- TASK DESCRIPTION
Would you retype each of the records exactly as shown?

───

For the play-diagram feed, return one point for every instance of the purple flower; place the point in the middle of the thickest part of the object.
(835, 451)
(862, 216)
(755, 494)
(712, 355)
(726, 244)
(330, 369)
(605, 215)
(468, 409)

───

- RESPONSE AREA
For the play-diagram feed, return one point for every instance of the purple flower; place the point in the middle of the thickest part of the object.
(835, 451)
(862, 216)
(755, 494)
(712, 355)
(726, 244)
(330, 369)
(605, 215)
(468, 409)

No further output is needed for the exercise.